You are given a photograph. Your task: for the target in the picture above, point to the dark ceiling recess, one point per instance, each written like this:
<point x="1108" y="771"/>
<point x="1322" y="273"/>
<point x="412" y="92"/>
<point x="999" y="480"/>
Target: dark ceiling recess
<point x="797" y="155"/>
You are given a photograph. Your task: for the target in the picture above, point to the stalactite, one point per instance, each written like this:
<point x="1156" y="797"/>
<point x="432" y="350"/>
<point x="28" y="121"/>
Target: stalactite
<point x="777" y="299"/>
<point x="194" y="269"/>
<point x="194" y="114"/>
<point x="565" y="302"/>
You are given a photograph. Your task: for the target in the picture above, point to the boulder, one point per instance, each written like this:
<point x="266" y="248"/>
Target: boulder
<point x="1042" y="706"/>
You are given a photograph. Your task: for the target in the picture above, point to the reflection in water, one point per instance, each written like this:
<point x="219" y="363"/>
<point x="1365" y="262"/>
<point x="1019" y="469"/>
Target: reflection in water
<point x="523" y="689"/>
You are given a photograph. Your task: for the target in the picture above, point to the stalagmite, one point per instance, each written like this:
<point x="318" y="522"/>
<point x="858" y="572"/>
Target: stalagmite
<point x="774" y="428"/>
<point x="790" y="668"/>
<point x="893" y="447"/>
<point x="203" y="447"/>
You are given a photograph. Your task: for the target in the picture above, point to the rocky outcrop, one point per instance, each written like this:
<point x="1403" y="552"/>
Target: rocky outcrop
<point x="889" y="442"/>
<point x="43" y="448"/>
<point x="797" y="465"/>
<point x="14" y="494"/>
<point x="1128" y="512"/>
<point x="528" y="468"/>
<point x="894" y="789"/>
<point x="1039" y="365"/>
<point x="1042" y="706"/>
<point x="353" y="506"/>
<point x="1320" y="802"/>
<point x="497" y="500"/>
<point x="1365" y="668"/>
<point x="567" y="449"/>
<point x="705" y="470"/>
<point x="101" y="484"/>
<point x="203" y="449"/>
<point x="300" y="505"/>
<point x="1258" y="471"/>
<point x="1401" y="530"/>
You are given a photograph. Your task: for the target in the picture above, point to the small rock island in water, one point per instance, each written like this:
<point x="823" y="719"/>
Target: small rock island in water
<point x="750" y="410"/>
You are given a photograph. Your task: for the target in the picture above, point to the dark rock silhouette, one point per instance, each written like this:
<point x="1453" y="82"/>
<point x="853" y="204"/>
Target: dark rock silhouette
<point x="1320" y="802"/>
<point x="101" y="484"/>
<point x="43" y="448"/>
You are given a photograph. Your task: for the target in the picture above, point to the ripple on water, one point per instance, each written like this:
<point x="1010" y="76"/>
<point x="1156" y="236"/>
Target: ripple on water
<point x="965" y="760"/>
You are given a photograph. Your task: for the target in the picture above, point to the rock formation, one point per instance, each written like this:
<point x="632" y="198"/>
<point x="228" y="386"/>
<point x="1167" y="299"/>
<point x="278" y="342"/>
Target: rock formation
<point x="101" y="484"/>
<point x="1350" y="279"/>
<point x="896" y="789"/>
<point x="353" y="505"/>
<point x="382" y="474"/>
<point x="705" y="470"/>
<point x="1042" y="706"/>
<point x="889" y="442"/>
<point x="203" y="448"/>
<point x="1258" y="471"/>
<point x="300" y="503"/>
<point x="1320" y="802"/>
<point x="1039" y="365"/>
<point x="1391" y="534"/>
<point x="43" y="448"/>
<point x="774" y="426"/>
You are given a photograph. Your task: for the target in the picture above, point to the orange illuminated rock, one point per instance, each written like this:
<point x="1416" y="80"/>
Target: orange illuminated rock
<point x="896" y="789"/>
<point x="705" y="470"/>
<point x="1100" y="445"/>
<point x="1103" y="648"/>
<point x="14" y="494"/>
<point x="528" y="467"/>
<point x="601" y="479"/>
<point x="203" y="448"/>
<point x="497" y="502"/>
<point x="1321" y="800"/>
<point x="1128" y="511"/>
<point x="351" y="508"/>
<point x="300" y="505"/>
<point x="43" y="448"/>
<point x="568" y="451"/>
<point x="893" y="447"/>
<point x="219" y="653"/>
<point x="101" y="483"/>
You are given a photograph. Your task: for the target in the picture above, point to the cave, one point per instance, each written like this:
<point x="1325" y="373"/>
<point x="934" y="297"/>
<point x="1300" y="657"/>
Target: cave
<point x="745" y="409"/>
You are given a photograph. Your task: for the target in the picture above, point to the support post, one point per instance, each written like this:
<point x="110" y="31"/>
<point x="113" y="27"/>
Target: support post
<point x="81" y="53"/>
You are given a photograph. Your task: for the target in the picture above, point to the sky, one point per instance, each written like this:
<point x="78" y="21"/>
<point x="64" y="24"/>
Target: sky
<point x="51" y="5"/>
--------------------
Directive =>
Beginning at the line where "the cave, one" appears, extract each line through the end of the data above; keep them exact and include nothing else.

Response to the task =>
You are given a photograph. Your task: for the target in the picture above, point to the cave, one point per instance, each written like this:
<point x="1325" y="373"/>
<point x="934" y="297"/>
<point x="1300" y="657"/>
Target: cave
<point x="745" y="409"/>
You are given a photograph. Your task: for the target in the picture above, point to the support post, one point per instance, each written like this:
<point x="110" y="31"/>
<point x="113" y="27"/>
Target: support post
<point x="81" y="53"/>
You are given a photograph. Your task: for the target in the picture above, point to the sky, one point per instance, each written like this:
<point x="78" y="21"/>
<point x="64" y="24"/>
Target: sky
<point x="51" y="5"/>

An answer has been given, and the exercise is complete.